### RECORDS TO PROCESS

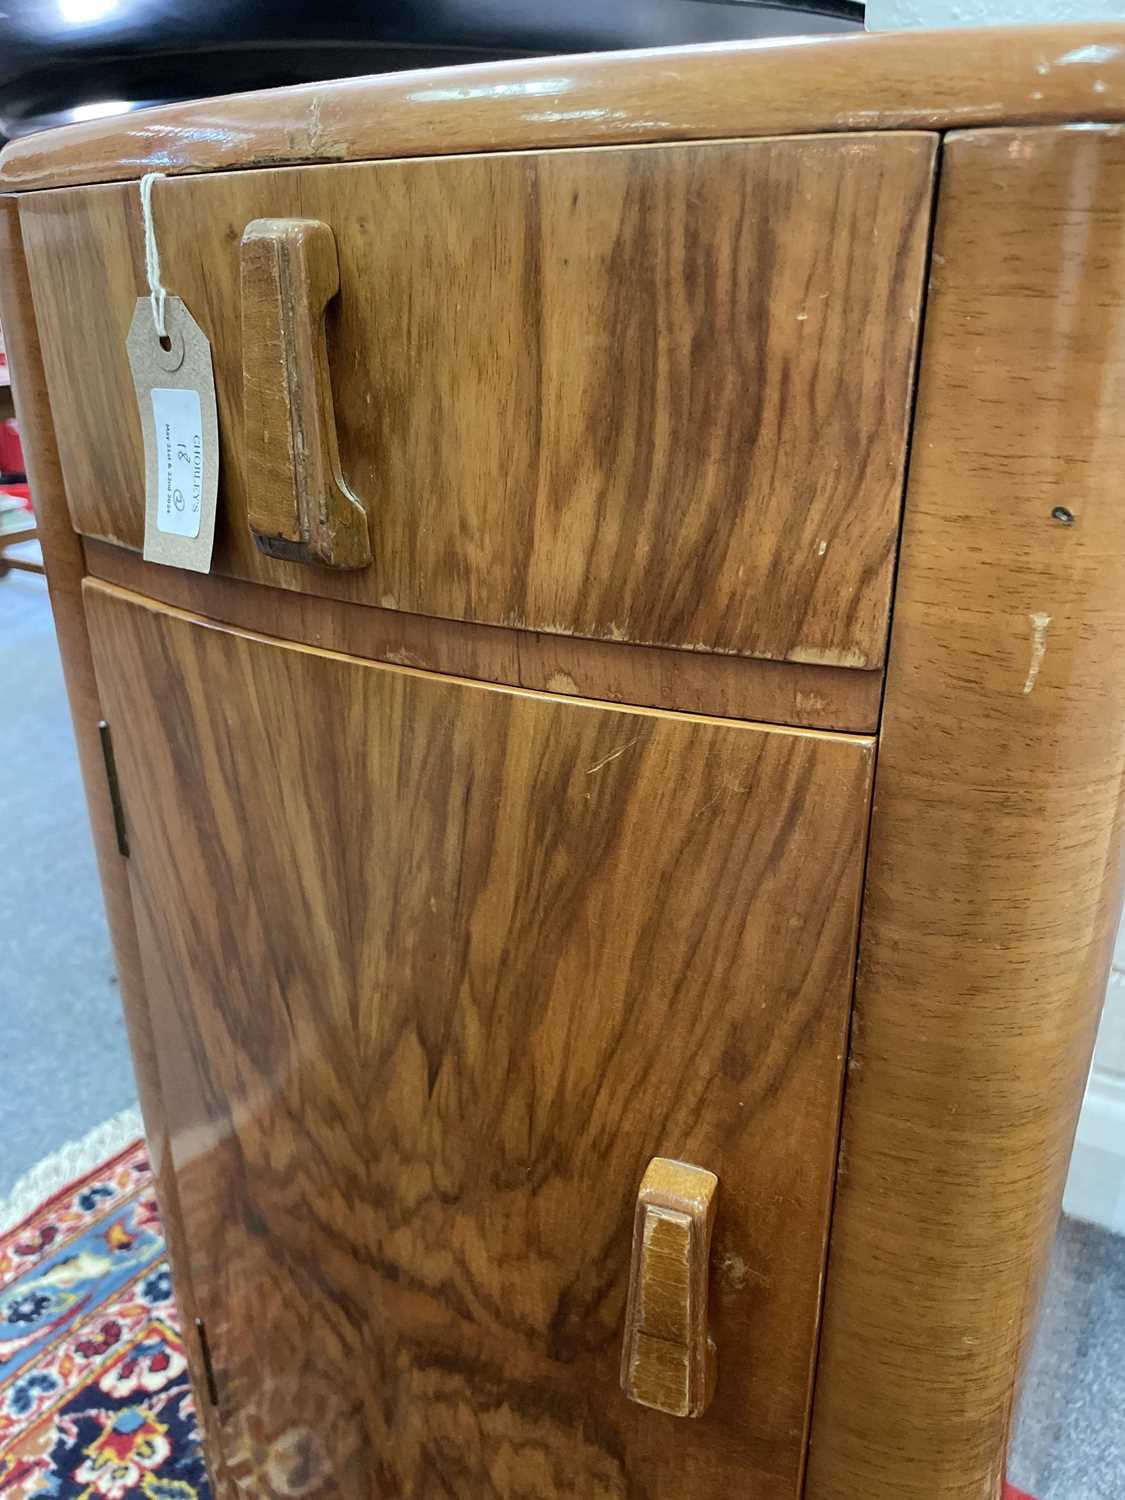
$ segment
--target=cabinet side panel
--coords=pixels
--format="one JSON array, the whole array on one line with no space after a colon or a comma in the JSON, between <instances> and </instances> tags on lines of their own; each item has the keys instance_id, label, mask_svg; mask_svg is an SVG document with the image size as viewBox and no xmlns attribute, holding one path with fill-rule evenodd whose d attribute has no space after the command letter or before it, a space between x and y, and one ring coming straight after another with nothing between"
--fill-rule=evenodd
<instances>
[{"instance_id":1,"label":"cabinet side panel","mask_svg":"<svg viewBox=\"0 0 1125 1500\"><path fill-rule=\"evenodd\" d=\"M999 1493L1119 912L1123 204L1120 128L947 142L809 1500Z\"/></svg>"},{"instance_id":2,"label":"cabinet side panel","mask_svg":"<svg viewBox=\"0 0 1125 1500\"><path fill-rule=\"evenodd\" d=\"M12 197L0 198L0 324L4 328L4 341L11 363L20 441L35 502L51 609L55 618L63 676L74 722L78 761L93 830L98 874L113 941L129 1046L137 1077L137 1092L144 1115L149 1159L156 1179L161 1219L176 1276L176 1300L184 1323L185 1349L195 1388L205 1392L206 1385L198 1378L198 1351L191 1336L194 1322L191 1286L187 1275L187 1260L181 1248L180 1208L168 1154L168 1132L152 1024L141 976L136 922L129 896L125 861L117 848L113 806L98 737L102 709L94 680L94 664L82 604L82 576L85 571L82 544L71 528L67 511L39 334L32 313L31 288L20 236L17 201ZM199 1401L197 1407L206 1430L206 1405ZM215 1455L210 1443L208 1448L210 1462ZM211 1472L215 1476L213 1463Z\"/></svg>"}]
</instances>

### YOUR GOAL
Output the records above in their entirety and exactly, leaving out all images.

### COMPLETED TASK
$ segment
--target=cabinet side panel
--coords=pixels
--format="one JSON array, the whole array on one line with no space after a colon or a comma in the JSON, between <instances> and </instances> tags on lines of their own; each item has the keys instance_id, label, mask_svg; mask_svg is an SVG document with the image size as viewBox and no xmlns attribute, holding one path with fill-rule evenodd whose d attribute has no space after the command letter or before it, a space between x and y, and one ring coming straight after another with nothing between"
--fill-rule=evenodd
<instances>
[{"instance_id":1,"label":"cabinet side panel","mask_svg":"<svg viewBox=\"0 0 1125 1500\"><path fill-rule=\"evenodd\" d=\"M999 1493L1119 912L1123 204L1120 128L947 142L809 1500Z\"/></svg>"},{"instance_id":2,"label":"cabinet side panel","mask_svg":"<svg viewBox=\"0 0 1125 1500\"><path fill-rule=\"evenodd\" d=\"M12 197L0 198L0 324L4 328L4 341L11 363L20 441L35 502L51 609L55 618L63 676L74 722L78 761L93 830L98 874L113 941L129 1046L137 1077L137 1092L144 1115L149 1159L156 1179L161 1219L176 1276L176 1300L184 1323L185 1349L195 1388L205 1392L206 1385L198 1378L198 1351L191 1336L194 1322L191 1286L187 1275L187 1260L181 1248L180 1208L168 1154L168 1132L152 1024L141 976L136 922L129 896L125 861L117 848L113 806L98 737L102 709L94 680L94 664L82 604L82 576L85 571L82 544L71 528L67 511L39 334L32 313L31 288L20 236L17 201ZM199 1401L197 1407L206 1430L206 1405ZM215 1455L210 1443L208 1448L210 1462ZM211 1472L215 1476L213 1463Z\"/></svg>"}]
</instances>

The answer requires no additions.